*Task instructions:*
Starting with the line that contains "Target: flour dusted crust" and going on through the end of the rows, write out every line again, requests included. Scale each point coordinate in the answers by 2.4, round it to a whole number with halves rounded up, and leave out the pictures.

*The data:*
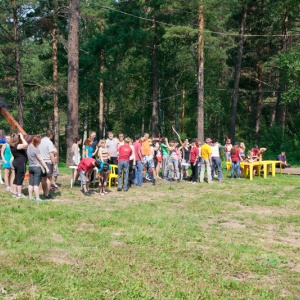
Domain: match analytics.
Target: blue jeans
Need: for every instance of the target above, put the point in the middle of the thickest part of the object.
(175, 168)
(123, 165)
(165, 167)
(216, 164)
(138, 173)
(235, 165)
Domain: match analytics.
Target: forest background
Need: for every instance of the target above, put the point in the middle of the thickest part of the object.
(206, 67)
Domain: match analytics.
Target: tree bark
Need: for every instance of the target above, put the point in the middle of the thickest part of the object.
(155, 84)
(259, 100)
(73, 65)
(237, 75)
(18, 68)
(183, 109)
(101, 96)
(55, 80)
(200, 78)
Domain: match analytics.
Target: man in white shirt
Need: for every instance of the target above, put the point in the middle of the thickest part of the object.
(48, 150)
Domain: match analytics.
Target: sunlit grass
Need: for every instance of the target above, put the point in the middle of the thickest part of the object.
(231, 240)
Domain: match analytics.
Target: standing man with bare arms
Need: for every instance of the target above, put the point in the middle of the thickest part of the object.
(48, 150)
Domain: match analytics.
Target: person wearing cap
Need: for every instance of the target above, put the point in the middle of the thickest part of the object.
(205, 153)
(215, 158)
(194, 155)
(228, 147)
(138, 172)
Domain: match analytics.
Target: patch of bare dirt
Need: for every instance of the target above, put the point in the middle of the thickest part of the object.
(265, 210)
(60, 256)
(118, 243)
(233, 224)
(86, 227)
(57, 237)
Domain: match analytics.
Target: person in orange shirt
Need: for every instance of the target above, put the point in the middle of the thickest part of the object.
(205, 153)
(148, 157)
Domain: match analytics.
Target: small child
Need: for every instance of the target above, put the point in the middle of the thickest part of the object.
(103, 174)
(228, 148)
(55, 174)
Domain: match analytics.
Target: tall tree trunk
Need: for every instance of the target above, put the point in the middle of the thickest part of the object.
(73, 64)
(280, 109)
(259, 100)
(55, 80)
(101, 96)
(18, 68)
(200, 79)
(155, 84)
(183, 109)
(237, 75)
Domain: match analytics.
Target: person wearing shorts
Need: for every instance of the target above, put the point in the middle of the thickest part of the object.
(103, 174)
(148, 153)
(7, 156)
(85, 168)
(17, 146)
(47, 151)
(35, 169)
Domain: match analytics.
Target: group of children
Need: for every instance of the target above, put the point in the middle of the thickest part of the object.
(148, 159)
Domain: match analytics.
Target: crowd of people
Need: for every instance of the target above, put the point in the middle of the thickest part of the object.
(146, 159)
(41, 154)
(137, 161)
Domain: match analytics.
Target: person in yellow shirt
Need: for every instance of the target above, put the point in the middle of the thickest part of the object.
(205, 153)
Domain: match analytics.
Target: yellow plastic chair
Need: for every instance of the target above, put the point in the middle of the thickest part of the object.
(113, 176)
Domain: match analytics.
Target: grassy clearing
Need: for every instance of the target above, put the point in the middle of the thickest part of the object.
(231, 240)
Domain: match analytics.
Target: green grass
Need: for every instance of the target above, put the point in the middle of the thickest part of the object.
(231, 240)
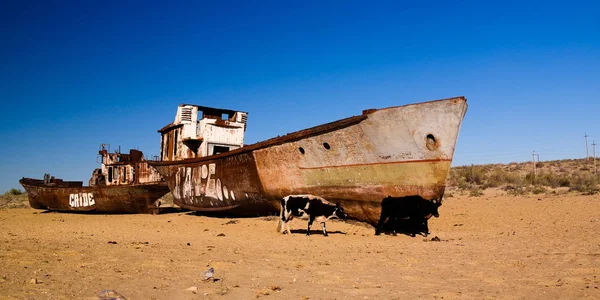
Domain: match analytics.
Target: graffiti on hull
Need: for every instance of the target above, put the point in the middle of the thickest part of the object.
(81, 200)
(194, 183)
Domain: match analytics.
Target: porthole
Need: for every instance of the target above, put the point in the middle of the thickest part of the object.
(431, 142)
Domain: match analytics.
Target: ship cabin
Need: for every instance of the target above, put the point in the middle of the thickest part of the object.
(200, 131)
(123, 169)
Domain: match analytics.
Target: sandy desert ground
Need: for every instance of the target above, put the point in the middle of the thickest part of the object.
(531, 247)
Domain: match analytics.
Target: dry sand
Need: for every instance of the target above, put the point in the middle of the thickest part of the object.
(491, 247)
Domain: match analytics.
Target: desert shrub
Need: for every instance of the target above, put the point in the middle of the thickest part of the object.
(538, 189)
(14, 192)
(518, 190)
(476, 192)
(553, 180)
(585, 183)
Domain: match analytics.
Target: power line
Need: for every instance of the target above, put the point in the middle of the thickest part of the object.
(595, 170)
(587, 153)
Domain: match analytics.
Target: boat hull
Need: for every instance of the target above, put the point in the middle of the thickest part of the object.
(358, 161)
(134, 198)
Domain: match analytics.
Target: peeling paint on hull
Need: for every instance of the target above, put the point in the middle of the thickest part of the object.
(398, 151)
(136, 198)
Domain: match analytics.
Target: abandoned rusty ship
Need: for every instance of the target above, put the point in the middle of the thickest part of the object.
(124, 184)
(358, 161)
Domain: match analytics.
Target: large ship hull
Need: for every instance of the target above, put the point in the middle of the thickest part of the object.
(73, 197)
(358, 161)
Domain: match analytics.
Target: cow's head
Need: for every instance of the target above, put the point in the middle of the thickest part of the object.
(433, 207)
(339, 211)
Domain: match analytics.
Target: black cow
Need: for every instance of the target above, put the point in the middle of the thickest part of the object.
(414, 208)
(309, 207)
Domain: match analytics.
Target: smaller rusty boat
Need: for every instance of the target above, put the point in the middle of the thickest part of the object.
(124, 184)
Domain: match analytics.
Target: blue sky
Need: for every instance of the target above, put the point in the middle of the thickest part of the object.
(77, 74)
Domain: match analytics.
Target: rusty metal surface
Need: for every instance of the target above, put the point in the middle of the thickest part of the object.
(397, 151)
(137, 198)
(124, 184)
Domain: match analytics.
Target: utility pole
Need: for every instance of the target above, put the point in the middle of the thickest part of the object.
(587, 153)
(594, 144)
(534, 171)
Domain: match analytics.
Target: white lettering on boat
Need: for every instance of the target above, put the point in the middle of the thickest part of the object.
(198, 182)
(81, 199)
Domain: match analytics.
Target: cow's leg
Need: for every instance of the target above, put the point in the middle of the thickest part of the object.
(426, 227)
(312, 219)
(414, 224)
(394, 221)
(288, 224)
(379, 227)
(324, 228)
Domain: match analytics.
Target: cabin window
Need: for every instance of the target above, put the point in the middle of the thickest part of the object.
(431, 142)
(162, 146)
(186, 114)
(167, 145)
(219, 149)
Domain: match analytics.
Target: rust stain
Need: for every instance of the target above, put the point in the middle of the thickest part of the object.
(124, 184)
(379, 163)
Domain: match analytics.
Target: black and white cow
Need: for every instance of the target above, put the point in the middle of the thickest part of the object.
(414, 208)
(311, 208)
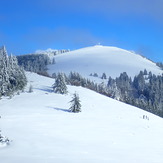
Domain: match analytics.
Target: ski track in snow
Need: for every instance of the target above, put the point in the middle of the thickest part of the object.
(42, 129)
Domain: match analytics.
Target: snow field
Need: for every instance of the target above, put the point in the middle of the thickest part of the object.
(43, 131)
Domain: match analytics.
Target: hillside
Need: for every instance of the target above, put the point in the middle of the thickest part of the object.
(42, 130)
(99, 59)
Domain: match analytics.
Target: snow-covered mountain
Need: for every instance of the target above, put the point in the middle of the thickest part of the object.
(51, 52)
(99, 59)
(106, 130)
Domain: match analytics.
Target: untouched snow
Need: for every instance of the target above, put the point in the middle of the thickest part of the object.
(100, 59)
(43, 131)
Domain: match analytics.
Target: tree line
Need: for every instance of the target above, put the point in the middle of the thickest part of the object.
(144, 91)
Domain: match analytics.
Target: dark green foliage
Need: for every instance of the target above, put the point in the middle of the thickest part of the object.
(60, 84)
(12, 77)
(3, 139)
(75, 104)
(103, 76)
(144, 91)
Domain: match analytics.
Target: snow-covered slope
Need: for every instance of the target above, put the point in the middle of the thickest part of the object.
(100, 59)
(43, 131)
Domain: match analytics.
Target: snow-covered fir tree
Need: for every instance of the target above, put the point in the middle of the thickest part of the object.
(75, 104)
(12, 77)
(3, 140)
(60, 85)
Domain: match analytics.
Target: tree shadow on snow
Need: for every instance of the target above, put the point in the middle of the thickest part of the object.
(59, 109)
(45, 89)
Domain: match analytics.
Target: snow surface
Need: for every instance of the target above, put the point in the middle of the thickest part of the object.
(43, 131)
(100, 59)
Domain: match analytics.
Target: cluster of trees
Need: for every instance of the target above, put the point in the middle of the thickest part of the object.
(34, 62)
(12, 77)
(144, 91)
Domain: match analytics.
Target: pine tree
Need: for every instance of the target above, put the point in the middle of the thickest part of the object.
(60, 84)
(75, 104)
(103, 76)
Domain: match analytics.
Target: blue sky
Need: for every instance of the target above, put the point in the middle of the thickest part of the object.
(28, 25)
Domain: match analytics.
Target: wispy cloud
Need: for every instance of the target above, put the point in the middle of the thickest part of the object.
(63, 36)
(146, 8)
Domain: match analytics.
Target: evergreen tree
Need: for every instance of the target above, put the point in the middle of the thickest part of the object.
(75, 104)
(60, 84)
(103, 76)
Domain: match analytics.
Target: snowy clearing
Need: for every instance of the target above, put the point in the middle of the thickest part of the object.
(43, 130)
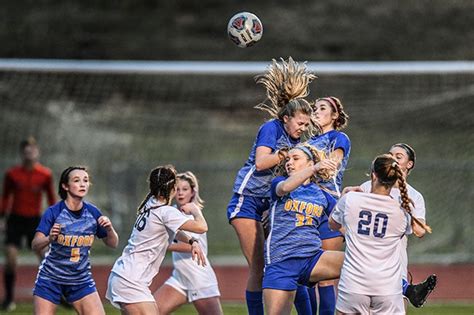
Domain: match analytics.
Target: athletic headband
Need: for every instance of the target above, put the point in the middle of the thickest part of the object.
(305, 150)
(330, 101)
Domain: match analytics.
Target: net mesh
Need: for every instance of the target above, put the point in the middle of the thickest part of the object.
(123, 125)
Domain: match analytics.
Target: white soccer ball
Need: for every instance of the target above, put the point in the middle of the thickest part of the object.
(245, 29)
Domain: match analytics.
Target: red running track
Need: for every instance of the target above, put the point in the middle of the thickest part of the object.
(455, 282)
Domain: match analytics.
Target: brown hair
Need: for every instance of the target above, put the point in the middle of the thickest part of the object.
(64, 179)
(388, 173)
(26, 142)
(193, 182)
(337, 107)
(161, 181)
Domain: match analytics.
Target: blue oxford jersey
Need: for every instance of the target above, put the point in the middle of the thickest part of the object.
(328, 142)
(251, 182)
(294, 220)
(67, 260)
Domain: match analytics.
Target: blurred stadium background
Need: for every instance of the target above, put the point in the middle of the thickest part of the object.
(122, 119)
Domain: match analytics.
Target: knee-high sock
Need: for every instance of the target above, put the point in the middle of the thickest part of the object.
(327, 300)
(404, 286)
(314, 300)
(9, 278)
(302, 302)
(254, 302)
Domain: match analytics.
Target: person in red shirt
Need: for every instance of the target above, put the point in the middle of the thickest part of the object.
(21, 205)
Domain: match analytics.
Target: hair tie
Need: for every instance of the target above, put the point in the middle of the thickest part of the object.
(305, 150)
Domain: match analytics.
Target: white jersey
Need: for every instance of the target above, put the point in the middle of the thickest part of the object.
(186, 270)
(418, 211)
(374, 227)
(152, 233)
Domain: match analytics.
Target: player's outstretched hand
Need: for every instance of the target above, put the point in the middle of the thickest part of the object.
(190, 208)
(54, 232)
(198, 254)
(351, 188)
(105, 222)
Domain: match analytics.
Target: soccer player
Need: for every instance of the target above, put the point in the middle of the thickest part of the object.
(286, 84)
(156, 226)
(374, 225)
(23, 189)
(293, 253)
(406, 157)
(189, 282)
(68, 229)
(329, 115)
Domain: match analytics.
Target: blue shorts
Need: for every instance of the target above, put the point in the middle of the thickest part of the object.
(289, 273)
(52, 291)
(325, 232)
(249, 207)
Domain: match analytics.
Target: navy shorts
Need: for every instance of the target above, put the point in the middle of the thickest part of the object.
(52, 291)
(249, 207)
(288, 274)
(325, 232)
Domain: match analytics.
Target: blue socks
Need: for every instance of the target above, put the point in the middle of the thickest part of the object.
(404, 286)
(327, 300)
(254, 302)
(302, 301)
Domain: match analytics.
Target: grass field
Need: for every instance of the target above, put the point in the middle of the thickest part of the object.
(238, 309)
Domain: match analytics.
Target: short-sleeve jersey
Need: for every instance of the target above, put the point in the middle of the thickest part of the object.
(418, 209)
(67, 260)
(251, 182)
(188, 272)
(329, 142)
(153, 231)
(294, 219)
(374, 227)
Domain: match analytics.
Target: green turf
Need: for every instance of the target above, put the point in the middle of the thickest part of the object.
(237, 309)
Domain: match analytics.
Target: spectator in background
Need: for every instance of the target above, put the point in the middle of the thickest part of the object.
(21, 205)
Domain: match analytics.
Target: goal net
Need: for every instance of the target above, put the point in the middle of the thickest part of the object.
(121, 119)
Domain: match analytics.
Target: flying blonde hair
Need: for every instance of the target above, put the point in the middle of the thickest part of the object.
(286, 82)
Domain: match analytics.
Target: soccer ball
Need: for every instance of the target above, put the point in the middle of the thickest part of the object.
(244, 29)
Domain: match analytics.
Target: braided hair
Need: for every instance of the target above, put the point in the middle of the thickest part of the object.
(388, 173)
(162, 181)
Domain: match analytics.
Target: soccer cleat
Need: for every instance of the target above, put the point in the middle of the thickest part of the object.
(418, 293)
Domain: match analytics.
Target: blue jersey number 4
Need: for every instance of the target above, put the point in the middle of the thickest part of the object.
(365, 222)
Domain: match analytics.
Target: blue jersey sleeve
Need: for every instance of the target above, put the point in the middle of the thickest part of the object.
(275, 182)
(267, 136)
(342, 142)
(101, 231)
(331, 203)
(47, 221)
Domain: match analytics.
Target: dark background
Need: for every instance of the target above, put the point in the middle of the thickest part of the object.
(196, 30)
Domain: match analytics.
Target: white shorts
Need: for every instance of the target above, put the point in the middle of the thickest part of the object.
(121, 290)
(351, 303)
(194, 294)
(404, 257)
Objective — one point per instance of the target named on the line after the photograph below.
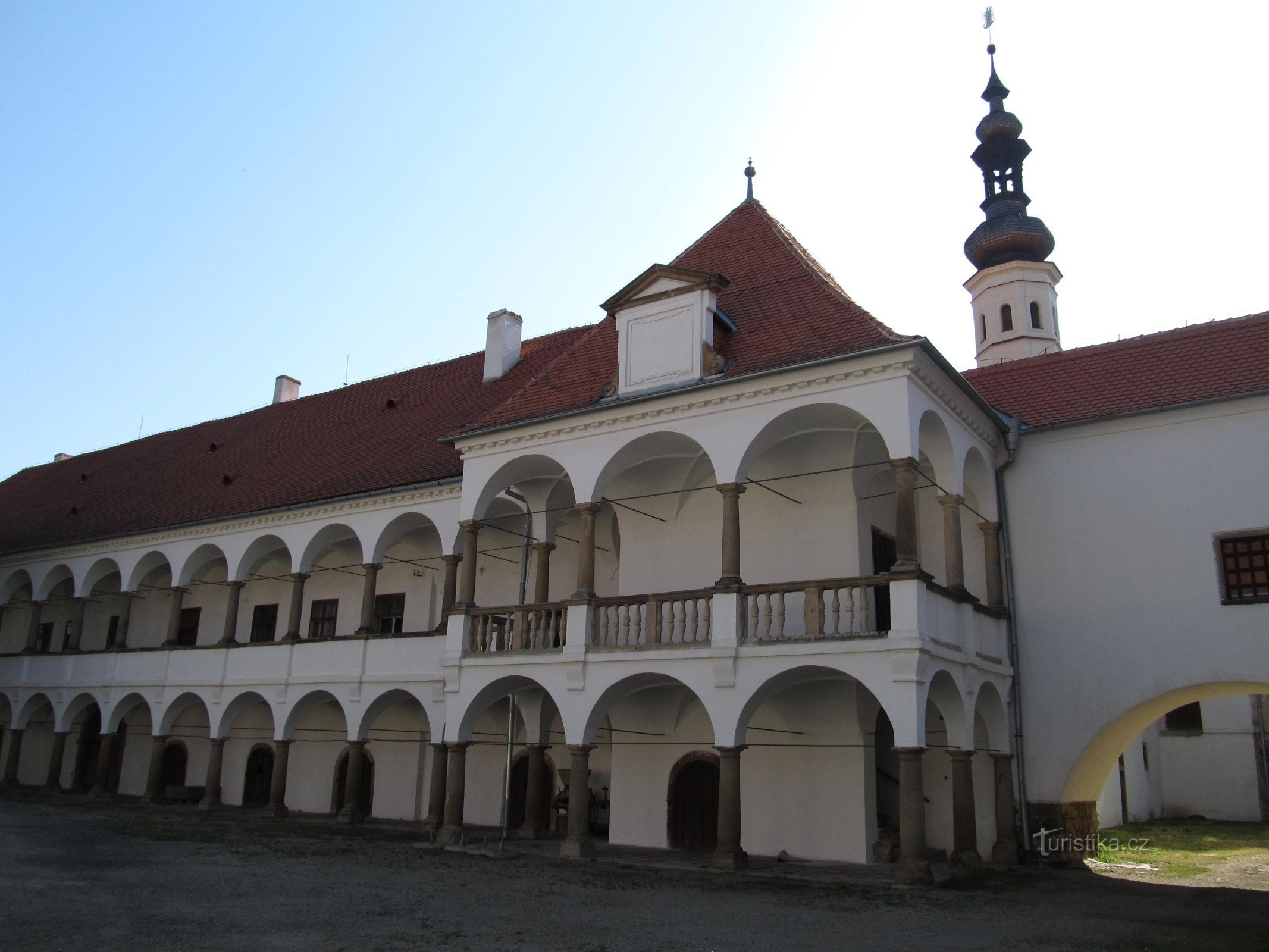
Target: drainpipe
(1012, 627)
(526, 543)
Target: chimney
(502, 343)
(286, 389)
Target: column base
(914, 875)
(967, 859)
(578, 848)
(729, 860)
(1004, 853)
(450, 835)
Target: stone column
(368, 588)
(535, 806)
(991, 554)
(1005, 850)
(297, 610)
(468, 588)
(456, 793)
(542, 572)
(55, 763)
(121, 634)
(178, 601)
(154, 778)
(953, 554)
(229, 634)
(965, 823)
(77, 631)
(450, 585)
(579, 844)
(435, 818)
(355, 810)
(587, 551)
(35, 611)
(914, 869)
(729, 856)
(277, 807)
(102, 778)
(730, 534)
(212, 785)
(905, 512)
(11, 765)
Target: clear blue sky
(196, 197)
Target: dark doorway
(521, 793)
(694, 805)
(89, 750)
(367, 784)
(259, 777)
(174, 759)
(885, 554)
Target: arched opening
(339, 795)
(693, 803)
(176, 759)
(258, 776)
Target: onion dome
(1008, 234)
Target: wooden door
(694, 806)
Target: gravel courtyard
(79, 873)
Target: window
(1187, 719)
(321, 619)
(388, 613)
(264, 624)
(187, 632)
(1244, 569)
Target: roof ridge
(1170, 333)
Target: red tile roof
(328, 444)
(786, 306)
(1204, 362)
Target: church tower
(1014, 290)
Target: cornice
(233, 525)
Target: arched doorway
(89, 750)
(521, 791)
(367, 784)
(693, 801)
(174, 760)
(259, 777)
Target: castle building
(738, 568)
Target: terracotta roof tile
(1204, 362)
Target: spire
(1008, 234)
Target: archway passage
(174, 763)
(259, 775)
(694, 804)
(521, 793)
(367, 784)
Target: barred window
(321, 619)
(1245, 568)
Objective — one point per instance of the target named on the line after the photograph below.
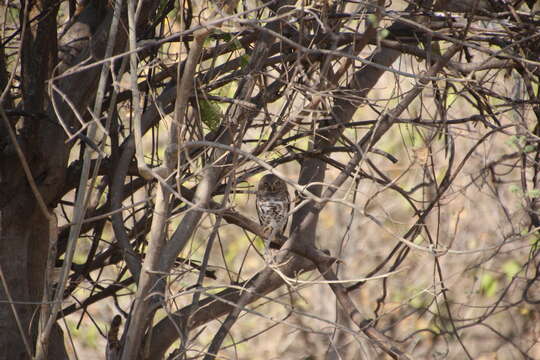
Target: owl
(273, 204)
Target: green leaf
(210, 114)
(534, 193)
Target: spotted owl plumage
(273, 203)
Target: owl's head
(271, 184)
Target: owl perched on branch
(273, 204)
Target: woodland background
(133, 134)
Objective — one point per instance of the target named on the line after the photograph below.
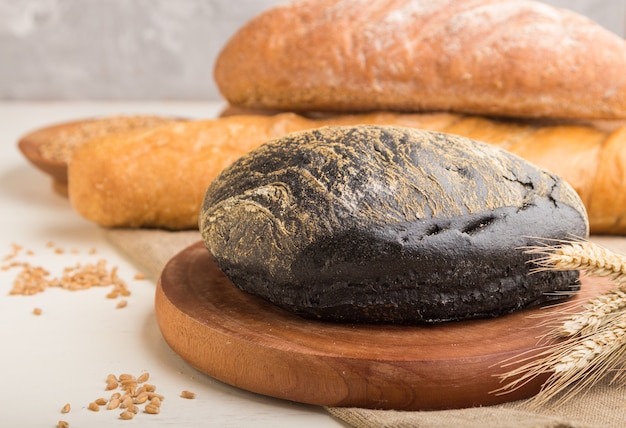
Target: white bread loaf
(158, 178)
(489, 57)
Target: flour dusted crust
(489, 57)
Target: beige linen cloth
(604, 405)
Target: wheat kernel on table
(143, 377)
(188, 394)
(141, 398)
(100, 401)
(114, 403)
(126, 415)
(152, 409)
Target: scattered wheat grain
(127, 415)
(188, 394)
(152, 409)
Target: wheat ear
(595, 340)
(581, 255)
(577, 363)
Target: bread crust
(158, 178)
(487, 57)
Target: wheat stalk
(581, 255)
(572, 365)
(595, 338)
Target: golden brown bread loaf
(158, 178)
(487, 57)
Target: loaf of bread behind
(158, 178)
(492, 57)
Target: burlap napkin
(604, 405)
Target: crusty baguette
(158, 178)
(489, 57)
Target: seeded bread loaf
(489, 57)
(387, 224)
(158, 178)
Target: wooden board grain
(249, 343)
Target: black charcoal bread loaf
(380, 224)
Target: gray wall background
(144, 49)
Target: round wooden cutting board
(249, 343)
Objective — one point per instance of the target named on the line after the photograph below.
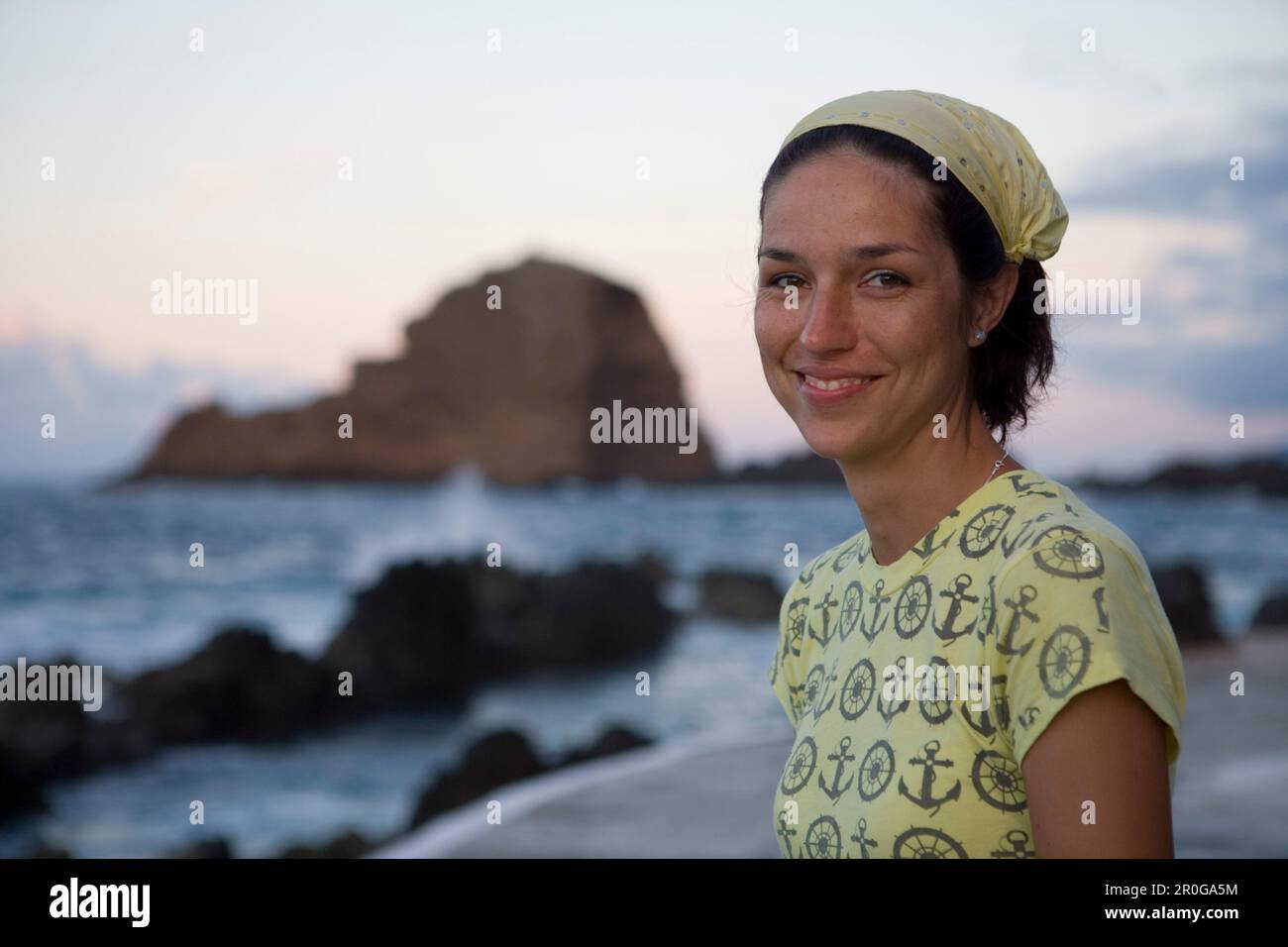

*Expected answer:*
Target: flour dusted crust
(1174, 137)
Target: beige linen cloth
(1450, 972)
Target: wheat kernel on table
(343, 905)
(451, 946)
(338, 955)
(240, 962)
(274, 967)
(302, 996)
(365, 982)
Target: scattered wheat grain
(305, 996)
(451, 946)
(365, 982)
Target: wheat ear
(1428, 816)
(1394, 612)
(1385, 871)
Target: bread crust
(379, 427)
(1169, 137)
Target: wheat stalk
(1394, 612)
(1373, 876)
(1428, 811)
Target: golden brown bread loaf
(379, 427)
(1169, 137)
Target: loaf of bread behind
(379, 427)
(1181, 137)
Target: burlap napkin
(1450, 972)
Target: crusty baguette
(379, 427)
(1174, 137)
Target: seeded bread loaf
(1174, 137)
(929, 538)
(379, 427)
Target: wooden board grain
(598, 823)
Target: black charcoal bread loaf
(912, 538)
Target: gray wall background
(346, 118)
Target: round wooden cutting board
(598, 823)
Objective — one point per instance of the target named on the line after the photograph below.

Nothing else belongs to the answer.